*WHAT IS REQUIRED*. Return the passage from the animal protection headlines text below, starting at "Subscribers can also" and ending at "about harming cats.", copied word for word.

These are some of the stories making headlines in animal protection:

Subscribers can also listen to the podcast above, which includes extended commentary on many of the issues, including why legislation is needed to appoint attorney advocates to represent animals in cruelty cases, how the legal system views cows, elephants, and monkeys, and why conservation is not about saving birds, it is about harming cats.

“Walmart has dropped a major coconut milk brand after allegations of forced monkey labor surfaced.” The chain “no longer sells Chaokoh — one of Thailand’s most popular coconut milk brands — in stores and online. It joins other retailers including Target, Costco, and Kroger among others in removing the brand from its shelves.”

*MATERIAL SHOWN*.
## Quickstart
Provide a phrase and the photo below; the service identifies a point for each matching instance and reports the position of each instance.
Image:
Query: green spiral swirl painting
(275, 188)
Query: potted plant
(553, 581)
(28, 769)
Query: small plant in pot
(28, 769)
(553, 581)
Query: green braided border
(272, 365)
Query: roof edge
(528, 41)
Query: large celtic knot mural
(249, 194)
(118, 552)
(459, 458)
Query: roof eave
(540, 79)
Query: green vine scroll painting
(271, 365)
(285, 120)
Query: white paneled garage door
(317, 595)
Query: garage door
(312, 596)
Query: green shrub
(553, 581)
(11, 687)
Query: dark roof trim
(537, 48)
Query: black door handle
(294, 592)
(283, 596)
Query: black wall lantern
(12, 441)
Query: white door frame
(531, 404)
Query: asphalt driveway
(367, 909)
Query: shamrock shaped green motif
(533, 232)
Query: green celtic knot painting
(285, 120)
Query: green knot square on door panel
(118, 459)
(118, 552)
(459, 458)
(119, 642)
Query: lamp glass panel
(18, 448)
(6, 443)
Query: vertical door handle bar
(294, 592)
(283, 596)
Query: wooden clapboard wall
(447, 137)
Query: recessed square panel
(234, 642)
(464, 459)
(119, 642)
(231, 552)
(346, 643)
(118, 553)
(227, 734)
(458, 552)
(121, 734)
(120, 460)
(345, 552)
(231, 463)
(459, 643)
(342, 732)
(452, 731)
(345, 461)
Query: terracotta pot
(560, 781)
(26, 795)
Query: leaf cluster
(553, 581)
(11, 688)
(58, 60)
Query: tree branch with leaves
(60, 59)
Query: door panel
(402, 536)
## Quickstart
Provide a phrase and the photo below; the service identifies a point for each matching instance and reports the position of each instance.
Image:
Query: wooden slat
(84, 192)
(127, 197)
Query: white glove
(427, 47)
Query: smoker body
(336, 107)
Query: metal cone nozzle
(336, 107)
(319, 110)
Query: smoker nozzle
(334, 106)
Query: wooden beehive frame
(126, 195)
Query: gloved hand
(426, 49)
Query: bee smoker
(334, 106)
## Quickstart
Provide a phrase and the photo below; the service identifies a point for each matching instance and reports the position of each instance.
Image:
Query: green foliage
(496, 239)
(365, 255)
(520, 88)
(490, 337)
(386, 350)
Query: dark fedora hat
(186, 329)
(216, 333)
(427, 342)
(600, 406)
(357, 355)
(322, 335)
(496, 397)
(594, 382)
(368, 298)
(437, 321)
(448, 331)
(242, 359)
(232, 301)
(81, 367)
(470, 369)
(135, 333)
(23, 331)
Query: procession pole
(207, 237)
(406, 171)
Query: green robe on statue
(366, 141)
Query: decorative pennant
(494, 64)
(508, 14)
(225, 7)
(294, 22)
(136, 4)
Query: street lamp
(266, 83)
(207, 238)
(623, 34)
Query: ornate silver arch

*TASK ANSWER*.
Subscribers can also listen to the podcast above, which includes extended commentary on many of the issues, including why legislation is needed to appoint attorney advocates to represent animals in cruelty cases, how the legal system views cows, elephants, and monkeys, and why conservation is not about saving birds, it is about harming cats.